> WHAT TO DO:
For the passage below on Unix inodes and hard links, decide whether each statement agrees with it. Answer yes or no and quote the deciding words. (a) A file's names are stored in the same place as its content. (b) The names bzcat and bzip2 refer to the same inode. (c) A file's owner, modify time, and permissions are kept with its names.

> DOCUMENT SEGMENT:
--
The /bin directory inode 711 is where the names bzcat, bzip2, and bzdiff are actually stored – names are stored in directories. The file inodes 601 and 444 are where the content of the files is stored. The names are kept in a different place from the content.

The name-inode pairing for a file isn’t necessarily unique. A directory may contain several file names that are all paired with the same inode number; using any of the several names will lead to the same inode number and thus to the same file in the file system; these are called “hard links”.

The names bzcat and bzip2 in the /bin directory above are paired with the same 601 inode number, so these two names are really two names (hard links) for the same data inode 601.

Different directories may also contain name-inode pairings for the same inodes. It might be true that /etc/foo – in a different directory than /bin – might be a third name for inode 601:

$ ls -ild /etc/foo
601 -rwxr-xr-x 3 root root 31112 Dec 15  2011 /etc/foo

Thus, on Unix, a file (the data in a file) can have many names, even across different directories. You may use any of the several names of a file to find the unique data inode for the file. Unix calls these multiple names for the same inode “hard links” to the file.

5 File attributes are kept with the data inodeIndexup to index

File attributes such as owner, modify time, and permissions are stored as part of the inode that contains the data for the file. This means it doesn’t matter what name you use to access the file data, you always arrive at the same inode and the same owner, modify time, and permissions. All that information is kept with the file data inode, not with any of the file names.

This means that even if you have a name for one of my files in one of your directories, it doesn’t give you any permissions to modify my file since the permissions to access and change my file are kept with the file inode that belongs to me. All you have is a name; nothing more.

Having a name for a file does not necessarily give you any permissions to read or change the file. To change data in a file, you must have permissions to modify the actual inode containing the data for the file. The location of the name for the file doesn’t matter.
--
> DATA PROVIDED:
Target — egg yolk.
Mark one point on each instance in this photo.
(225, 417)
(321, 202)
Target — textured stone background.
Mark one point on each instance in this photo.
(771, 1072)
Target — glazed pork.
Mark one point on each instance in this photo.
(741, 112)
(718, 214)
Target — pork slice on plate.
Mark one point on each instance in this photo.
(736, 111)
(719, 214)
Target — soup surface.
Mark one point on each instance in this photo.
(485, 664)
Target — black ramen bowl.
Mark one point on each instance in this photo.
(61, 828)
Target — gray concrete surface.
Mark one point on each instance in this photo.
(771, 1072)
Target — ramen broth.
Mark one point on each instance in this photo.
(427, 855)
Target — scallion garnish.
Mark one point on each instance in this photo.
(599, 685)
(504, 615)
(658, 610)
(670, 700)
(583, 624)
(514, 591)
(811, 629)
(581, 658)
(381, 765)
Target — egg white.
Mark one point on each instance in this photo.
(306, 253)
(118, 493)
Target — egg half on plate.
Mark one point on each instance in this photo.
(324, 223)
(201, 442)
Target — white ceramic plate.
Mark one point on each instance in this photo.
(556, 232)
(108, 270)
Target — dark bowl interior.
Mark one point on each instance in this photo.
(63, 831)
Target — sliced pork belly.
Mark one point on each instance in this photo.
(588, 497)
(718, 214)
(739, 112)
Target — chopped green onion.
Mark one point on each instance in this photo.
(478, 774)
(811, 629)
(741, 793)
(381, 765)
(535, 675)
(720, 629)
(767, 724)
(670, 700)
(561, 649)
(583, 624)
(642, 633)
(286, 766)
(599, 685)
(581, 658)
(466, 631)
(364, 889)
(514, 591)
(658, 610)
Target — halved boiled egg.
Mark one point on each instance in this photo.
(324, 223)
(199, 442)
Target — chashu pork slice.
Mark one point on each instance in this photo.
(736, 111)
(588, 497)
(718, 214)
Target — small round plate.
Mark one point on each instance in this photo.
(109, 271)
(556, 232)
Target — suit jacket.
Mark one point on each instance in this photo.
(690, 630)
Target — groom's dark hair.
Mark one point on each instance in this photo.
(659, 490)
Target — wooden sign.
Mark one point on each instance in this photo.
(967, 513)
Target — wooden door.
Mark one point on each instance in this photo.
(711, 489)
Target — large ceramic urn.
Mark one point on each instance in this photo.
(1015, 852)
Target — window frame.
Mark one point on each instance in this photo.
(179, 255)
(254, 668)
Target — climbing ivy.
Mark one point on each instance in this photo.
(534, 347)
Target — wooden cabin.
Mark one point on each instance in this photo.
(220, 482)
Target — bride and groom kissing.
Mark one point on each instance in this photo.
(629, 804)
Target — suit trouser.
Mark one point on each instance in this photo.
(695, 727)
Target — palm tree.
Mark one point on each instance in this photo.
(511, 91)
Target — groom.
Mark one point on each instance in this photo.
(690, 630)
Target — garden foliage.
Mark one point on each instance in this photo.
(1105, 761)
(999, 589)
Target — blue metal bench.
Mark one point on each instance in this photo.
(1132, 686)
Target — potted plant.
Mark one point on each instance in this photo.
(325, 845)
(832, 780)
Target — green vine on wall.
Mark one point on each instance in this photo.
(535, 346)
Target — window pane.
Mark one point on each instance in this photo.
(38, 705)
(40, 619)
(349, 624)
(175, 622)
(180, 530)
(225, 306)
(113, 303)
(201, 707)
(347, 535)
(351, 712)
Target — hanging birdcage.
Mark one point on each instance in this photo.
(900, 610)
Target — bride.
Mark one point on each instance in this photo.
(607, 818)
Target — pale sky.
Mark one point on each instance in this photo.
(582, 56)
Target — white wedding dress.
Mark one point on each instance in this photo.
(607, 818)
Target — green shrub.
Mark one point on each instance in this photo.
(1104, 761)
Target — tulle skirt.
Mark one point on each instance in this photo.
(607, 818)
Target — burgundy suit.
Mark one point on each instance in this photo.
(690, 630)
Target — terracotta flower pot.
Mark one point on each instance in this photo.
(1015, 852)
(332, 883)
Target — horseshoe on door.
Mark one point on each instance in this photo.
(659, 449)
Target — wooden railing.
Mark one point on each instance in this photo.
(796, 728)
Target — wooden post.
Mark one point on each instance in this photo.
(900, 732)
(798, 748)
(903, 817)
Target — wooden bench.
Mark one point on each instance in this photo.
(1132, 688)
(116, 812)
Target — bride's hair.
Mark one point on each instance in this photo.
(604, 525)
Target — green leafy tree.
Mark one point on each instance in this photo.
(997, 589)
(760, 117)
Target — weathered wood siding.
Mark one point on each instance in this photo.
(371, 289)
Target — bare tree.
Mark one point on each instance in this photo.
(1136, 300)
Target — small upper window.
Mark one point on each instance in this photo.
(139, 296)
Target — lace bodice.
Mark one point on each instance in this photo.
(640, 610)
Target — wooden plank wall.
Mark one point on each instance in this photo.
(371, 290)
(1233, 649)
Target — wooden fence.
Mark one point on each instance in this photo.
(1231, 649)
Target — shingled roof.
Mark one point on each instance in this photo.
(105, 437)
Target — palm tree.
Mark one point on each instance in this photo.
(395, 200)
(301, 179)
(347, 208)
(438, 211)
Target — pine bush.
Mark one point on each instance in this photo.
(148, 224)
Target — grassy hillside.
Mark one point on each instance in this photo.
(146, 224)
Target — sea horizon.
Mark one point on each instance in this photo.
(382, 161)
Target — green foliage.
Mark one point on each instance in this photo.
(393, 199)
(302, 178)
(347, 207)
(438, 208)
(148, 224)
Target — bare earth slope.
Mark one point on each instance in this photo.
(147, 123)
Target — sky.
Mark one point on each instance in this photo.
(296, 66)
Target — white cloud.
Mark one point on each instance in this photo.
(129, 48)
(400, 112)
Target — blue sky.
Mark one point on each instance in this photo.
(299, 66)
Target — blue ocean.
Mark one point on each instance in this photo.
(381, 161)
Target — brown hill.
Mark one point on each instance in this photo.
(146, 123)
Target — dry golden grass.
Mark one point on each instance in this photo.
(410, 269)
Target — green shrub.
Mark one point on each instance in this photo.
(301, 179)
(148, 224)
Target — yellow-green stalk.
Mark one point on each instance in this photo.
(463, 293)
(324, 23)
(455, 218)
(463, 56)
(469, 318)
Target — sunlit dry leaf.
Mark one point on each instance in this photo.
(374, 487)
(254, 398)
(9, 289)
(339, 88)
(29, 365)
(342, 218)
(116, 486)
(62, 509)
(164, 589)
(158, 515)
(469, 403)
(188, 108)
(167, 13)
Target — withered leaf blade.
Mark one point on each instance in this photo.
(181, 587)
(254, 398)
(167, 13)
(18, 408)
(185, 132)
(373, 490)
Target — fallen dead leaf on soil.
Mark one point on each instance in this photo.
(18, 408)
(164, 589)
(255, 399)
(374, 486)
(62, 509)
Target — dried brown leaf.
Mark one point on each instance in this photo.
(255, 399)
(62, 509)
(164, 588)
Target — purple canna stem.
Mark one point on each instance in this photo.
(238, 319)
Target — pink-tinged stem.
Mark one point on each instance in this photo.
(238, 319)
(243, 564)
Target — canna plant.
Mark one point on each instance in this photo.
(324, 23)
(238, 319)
--
> RESPONSE FOR THIS EXERCISE:
(a) No: "The names are kept in a different place from the content."
(b) Yes: "The names bzcat and bzip2 in the /bin directory above are paired with the same 601 inode number"
(c) No: "All that information is kept with the file data inode, not with any of the file names."